### Text to read
□ □ □ □ □
After the missing points are classified a tomographic map is generated using these classification boundaries, offering a visual representation of the tree’s internal structure. The delineation of classification boundaries with red, green, and yellow hues on the map denotes the nature and intensity of internal flaws. Acquiring data from multiple points and their subsequent classification can mitigate measurement errors. By averaging multiple measurements rather than relying on a single one, the error rates decrease, ensuring more dependable and precise outcomes. KNN and GPC possess the capability to rectify such errors, thereby enhancing the reliability of results, while also facilitating the visualization of these classifications during data classification. This aids in the distinct mapping of internal flaws.

The KNN algorithm follows these steps:

  1. 1.

    Data visualization: Initially, the dataset, comprising points derived from the ray map, is visualized. This step aids in understanding the distribution of the data and the classes it contains, helping to identify any patterns or clusters present.

  2. 2.

    Data storage: The training data, which consists of input features and their corresponding target labels, is stored in memory.

    No Explicit Training: Unlike traditional machine learning models where explicit training involves adjusting parameters to minimize a loss function, KNN does not have a training step in the same sense. Instead, the “training” of KNN involves simply storing the data in memory.

    Lazy Learning: KNN is often referred to as a “lazy learner” because it postpones the process of generalizing from the training data until a prediction needs to be made. This means that KNN does not explicitly learn a model during the training phase; rather, it defers computation until inference time.

  3. 3.

    Classification and visualization of results: Compute the distance between each data point and all other data points in the dataset. Typically, Euclidean distance is used for this calculation. It operates by calculating distances between each data point and its neighbors based on a specified distance metric, such as Euclidean distance:

    $$\left( {\sqrt {\left( {\left( {x_{2} - x_{1} } \right)^{2} + \left( {y_{2} - y_{1} } \right)^{2} } \right)} } \right)$$

Identify the three nearest neighbors for each data point based on the calculated distances. These neighbors will be used to classify a new data point. Examine the classes of the three nearest neighbors and assign the majority class to the data point being classified. If two neighbors are red and one is green, the new data point will be classified as red. Repeat the classification process for all data points in the dataset. Once completed, you will have classified the entire dataset into red, green, and yellow classes based on the majority vote of the three nearest neighbors.
□ □ □ □ □
### Direction 1
According to the text on KNN classification, why is KNN called a "lazy learner"? Answer in one to three sentences.
### Direction 2
Add 52 to every coordinate in the entries from their start up to and including the line with "point(622, 465)", and write all of those lines out again, the requests included.

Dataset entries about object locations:
□ □ □ □ □
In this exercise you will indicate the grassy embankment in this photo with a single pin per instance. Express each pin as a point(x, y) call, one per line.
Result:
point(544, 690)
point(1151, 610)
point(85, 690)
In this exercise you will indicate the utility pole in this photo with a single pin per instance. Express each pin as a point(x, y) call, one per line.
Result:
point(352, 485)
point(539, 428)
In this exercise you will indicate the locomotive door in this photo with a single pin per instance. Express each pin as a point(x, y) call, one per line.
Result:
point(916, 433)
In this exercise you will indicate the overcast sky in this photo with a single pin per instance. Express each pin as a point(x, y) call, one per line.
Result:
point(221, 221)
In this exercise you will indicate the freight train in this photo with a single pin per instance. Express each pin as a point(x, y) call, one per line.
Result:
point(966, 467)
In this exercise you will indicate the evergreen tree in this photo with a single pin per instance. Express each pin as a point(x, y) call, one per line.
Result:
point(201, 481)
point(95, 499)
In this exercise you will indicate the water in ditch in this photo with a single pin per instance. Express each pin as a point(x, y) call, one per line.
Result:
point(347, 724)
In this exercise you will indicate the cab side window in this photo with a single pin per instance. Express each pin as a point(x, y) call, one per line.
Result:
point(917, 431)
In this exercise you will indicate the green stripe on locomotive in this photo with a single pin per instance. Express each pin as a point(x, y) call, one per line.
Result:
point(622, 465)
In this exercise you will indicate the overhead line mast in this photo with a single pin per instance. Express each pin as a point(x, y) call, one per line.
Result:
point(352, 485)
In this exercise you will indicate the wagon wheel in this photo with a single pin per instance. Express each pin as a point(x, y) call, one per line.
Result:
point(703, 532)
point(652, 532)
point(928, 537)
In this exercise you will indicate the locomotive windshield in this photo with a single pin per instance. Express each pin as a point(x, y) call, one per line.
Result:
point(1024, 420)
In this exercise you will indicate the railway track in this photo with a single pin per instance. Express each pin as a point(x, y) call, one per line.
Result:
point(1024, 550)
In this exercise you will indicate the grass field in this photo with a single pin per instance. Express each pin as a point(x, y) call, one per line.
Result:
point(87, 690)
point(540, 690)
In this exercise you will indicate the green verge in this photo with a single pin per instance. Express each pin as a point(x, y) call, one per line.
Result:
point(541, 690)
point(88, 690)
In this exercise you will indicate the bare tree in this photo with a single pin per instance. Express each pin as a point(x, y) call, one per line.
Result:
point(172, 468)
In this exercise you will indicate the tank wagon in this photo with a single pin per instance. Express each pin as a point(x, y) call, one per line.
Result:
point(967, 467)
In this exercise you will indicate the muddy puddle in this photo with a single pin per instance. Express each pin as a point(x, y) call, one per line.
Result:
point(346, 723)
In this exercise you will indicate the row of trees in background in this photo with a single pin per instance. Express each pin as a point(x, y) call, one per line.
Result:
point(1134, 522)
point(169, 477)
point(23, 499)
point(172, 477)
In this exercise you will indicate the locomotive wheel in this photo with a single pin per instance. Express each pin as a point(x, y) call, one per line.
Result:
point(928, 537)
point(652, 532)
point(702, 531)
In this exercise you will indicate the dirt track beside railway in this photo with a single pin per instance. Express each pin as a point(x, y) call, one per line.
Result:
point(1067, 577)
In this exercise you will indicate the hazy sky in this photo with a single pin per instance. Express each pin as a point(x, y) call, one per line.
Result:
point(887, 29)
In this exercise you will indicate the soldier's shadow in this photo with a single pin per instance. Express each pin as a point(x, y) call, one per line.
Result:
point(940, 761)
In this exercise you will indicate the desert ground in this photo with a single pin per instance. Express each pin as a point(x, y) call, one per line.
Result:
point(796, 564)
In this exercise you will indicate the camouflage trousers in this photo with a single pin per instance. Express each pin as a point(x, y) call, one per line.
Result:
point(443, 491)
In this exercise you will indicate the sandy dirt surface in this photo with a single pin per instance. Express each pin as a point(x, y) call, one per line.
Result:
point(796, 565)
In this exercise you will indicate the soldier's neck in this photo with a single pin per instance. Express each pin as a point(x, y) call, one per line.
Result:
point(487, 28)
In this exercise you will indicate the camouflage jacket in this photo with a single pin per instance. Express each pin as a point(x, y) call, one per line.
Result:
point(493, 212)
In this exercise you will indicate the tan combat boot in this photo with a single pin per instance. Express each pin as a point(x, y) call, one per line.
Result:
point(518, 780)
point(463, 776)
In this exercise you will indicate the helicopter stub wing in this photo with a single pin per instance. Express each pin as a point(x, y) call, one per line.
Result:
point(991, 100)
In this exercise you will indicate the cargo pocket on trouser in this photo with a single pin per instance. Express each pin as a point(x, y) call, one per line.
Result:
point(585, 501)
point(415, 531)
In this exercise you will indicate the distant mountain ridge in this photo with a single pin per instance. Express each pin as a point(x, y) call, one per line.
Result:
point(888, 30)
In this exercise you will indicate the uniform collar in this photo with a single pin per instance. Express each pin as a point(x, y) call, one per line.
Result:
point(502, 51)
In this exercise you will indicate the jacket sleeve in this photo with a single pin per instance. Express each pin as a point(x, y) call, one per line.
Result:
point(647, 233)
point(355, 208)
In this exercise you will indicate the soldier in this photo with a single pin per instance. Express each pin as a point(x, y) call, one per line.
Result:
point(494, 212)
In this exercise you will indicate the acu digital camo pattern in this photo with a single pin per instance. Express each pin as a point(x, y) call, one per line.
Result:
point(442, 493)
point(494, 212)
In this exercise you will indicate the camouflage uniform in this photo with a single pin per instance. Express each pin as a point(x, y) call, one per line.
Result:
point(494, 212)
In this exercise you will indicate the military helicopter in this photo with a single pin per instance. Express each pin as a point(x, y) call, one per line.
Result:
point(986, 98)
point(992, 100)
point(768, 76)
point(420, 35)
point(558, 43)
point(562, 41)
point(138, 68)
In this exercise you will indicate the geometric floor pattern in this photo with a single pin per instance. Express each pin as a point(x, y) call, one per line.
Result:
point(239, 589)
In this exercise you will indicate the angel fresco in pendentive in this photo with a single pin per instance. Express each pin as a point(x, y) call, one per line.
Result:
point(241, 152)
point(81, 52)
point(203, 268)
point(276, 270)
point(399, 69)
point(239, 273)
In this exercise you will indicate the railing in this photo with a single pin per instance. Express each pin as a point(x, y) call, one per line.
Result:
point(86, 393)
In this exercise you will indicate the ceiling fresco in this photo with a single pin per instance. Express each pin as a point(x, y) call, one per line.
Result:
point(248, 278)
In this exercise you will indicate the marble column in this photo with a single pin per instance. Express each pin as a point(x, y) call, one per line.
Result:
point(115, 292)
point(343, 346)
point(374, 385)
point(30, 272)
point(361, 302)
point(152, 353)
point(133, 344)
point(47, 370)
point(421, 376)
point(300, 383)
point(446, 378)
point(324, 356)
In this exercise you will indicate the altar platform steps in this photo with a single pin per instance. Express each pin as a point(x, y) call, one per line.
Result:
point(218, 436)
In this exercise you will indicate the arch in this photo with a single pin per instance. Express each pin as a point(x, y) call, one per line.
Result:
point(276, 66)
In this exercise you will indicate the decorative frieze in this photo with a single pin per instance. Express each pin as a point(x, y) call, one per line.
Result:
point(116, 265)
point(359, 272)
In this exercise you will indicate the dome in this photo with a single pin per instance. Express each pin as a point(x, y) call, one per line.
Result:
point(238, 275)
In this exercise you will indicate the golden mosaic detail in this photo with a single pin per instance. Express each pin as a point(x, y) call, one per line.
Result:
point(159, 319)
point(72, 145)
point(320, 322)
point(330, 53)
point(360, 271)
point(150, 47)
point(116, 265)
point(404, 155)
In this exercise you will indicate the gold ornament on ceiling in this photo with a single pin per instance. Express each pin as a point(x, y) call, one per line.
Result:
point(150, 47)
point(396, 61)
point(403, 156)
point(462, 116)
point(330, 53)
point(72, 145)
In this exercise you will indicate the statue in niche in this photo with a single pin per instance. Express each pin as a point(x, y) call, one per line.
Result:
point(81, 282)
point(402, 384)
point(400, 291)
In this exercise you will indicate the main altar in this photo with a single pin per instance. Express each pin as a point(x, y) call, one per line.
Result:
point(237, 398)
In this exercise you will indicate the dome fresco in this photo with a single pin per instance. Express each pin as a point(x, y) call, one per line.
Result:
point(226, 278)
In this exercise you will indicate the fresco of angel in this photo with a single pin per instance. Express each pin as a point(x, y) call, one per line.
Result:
□ □ □ □ □
### Result 1
KNN is called a lazy learner because it postpones generalizing from the training data until a prediction needs to be made. It does not explicitly learn a model during training. It only stores the data in memory and defers computation until inference time.

### Result 2
In this exercise you will indicate the grassy embankment in this photo with a single pin per instance. Express each pin as a point(x, y) call, one per line.
Result:
point(596, 742)
point(1203, 662)
point(137, 742)
In this exercise you will indicate the utility pole in this photo with a single pin per instance. Express each pin as a point(x, y) call, one per line.
Result:
point(404, 537)
point(591, 480)
In this exercise you will indicate the locomotive door in this photo with a single pin per instance. Express each pin as a point(x, y) call, one per line.
Result:
point(968, 485)
In this exercise you will indicate the overcast sky in this photo with a single pin per instance. Express each pin as a point(x, y) call, one per line.
Result:
point(273, 273)
In this exercise you will indicate the freight train in this photo with a single pin per instance. Express each pin as a point(x, y) call, one per line.
Result:
point(1018, 519)
In this exercise you will indicate the evergreen tree in this photo with a single pin per instance. Express each pin as a point(x, y) call, one per line.
Result:
point(253, 533)
point(147, 551)
In this exercise you will indicate the water in ditch in this photo with a single pin per instance. Express each pin as a point(x, y) call, one per line.
Result:
point(399, 776)
In this exercise you will indicate the cab side window in this photo with a single pin per instance. Express each pin as a point(x, y) call, one per line.
Result:
point(969, 483)
In this exercise you will indicate the green stripe on locomotive in this photo with a single pin per instance. Express each pin as a point(x, y) call, one per line.
Result:
point(674, 517)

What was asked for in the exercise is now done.